**Your task**: Restate exactly, and only, the lines from the one with "Target: shop window" through the end of the data, with both of those end lines kept. Drop any pictures.

-- Record set follows --

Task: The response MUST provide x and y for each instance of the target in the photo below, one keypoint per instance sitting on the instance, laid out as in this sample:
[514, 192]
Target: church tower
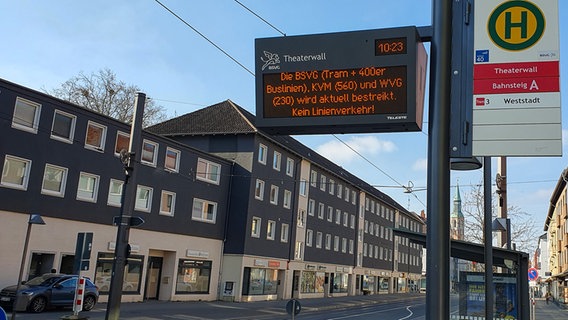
[457, 218]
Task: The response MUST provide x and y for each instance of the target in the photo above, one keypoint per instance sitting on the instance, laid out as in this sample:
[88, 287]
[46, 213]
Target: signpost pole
[126, 209]
[438, 233]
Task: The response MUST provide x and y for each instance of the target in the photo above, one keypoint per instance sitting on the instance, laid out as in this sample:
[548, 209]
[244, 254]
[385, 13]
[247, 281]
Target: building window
[96, 135]
[143, 198]
[122, 142]
[255, 227]
[115, 193]
[88, 187]
[172, 159]
[276, 161]
[204, 210]
[309, 237]
[287, 199]
[208, 171]
[327, 241]
[16, 172]
[301, 218]
[26, 115]
[193, 276]
[273, 194]
[311, 207]
[321, 210]
[303, 188]
[262, 151]
[290, 167]
[149, 152]
[299, 251]
[54, 179]
[167, 203]
[259, 189]
[284, 232]
[270, 230]
[313, 178]
[63, 126]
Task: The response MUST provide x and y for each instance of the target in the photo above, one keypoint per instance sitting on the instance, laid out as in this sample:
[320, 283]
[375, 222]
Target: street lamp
[34, 219]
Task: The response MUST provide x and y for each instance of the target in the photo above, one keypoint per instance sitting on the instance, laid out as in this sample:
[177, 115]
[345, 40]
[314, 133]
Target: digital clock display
[391, 46]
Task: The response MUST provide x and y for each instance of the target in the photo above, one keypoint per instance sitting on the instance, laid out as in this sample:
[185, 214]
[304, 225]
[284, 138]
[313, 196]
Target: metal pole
[22, 265]
[438, 233]
[126, 209]
[488, 238]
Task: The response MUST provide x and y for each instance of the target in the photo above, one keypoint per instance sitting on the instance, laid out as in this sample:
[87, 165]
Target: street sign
[516, 95]
[533, 274]
[345, 82]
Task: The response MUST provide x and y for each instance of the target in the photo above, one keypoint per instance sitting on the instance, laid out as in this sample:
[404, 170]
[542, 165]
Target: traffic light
[127, 251]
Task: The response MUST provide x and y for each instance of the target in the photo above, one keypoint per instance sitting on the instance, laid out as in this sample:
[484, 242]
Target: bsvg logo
[516, 25]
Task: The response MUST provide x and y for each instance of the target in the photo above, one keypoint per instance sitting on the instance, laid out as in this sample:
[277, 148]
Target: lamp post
[34, 219]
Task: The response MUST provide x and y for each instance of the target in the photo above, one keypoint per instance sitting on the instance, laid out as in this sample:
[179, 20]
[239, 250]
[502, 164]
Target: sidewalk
[549, 311]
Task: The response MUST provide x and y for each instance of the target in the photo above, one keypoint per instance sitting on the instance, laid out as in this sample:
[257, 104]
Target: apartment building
[341, 239]
[62, 162]
[230, 212]
[556, 228]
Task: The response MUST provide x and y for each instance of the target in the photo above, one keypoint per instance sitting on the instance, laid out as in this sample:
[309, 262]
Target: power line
[261, 18]
[204, 37]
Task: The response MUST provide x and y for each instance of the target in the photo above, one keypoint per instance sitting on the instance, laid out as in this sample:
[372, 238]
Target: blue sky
[48, 42]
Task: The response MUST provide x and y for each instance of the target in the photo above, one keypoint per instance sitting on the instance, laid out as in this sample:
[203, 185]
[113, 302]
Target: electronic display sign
[348, 82]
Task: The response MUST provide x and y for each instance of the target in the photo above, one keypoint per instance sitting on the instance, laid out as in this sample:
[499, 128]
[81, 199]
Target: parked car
[47, 291]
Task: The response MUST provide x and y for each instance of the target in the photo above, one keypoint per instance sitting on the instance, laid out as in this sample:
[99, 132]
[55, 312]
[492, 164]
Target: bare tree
[523, 227]
[103, 93]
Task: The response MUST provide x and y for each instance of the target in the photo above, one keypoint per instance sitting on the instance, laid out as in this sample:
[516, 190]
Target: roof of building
[228, 118]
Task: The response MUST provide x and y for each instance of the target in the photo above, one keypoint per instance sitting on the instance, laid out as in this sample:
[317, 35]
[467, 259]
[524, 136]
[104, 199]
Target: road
[399, 309]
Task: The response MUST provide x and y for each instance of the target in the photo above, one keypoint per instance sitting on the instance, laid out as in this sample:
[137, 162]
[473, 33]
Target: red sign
[516, 70]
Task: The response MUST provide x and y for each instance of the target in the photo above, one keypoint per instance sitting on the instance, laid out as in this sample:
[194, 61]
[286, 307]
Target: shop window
[257, 281]
[132, 273]
[340, 282]
[312, 282]
[194, 276]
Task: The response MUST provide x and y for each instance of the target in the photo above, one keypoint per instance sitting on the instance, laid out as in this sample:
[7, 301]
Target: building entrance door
[153, 275]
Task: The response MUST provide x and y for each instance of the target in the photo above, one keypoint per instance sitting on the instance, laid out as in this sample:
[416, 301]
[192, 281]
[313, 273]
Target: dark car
[48, 290]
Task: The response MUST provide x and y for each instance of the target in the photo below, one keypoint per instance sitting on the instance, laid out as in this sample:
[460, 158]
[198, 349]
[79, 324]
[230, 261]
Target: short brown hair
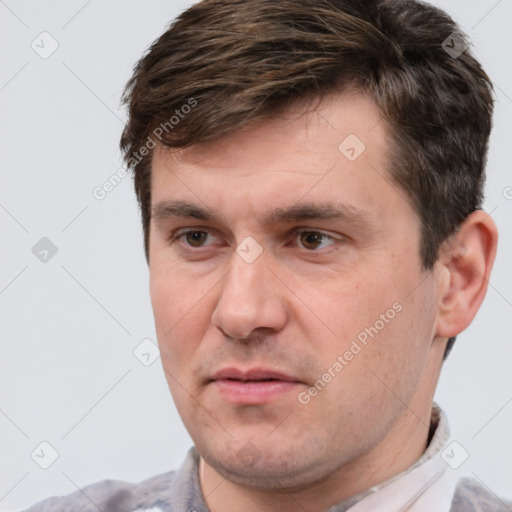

-- Record set concluded --

**Finished exercise**:
Target: shop window
[257, 281]
[132, 273]
[340, 282]
[312, 282]
[194, 276]
Task: The response MUST provide x and y for each instance of the target in the photo above, one keypoint per instance sitting on the instance, laid out as in this sample:
[7, 301]
Target: building entrance door
[153, 275]
Task: The response MUST provide x and y for each instance of the target in the photo above, one keypoint per instance sitting on the instance, laid out as in this sample:
[416, 301]
[192, 281]
[313, 273]
Target: dark car
[48, 290]
Task: The response MUST provide x and y for each instance of the target in the photo below, one keypoint per instance sitting on the instance, laid out as in this sample:
[460, 158]
[198, 349]
[79, 324]
[230, 261]
Target: short brown hair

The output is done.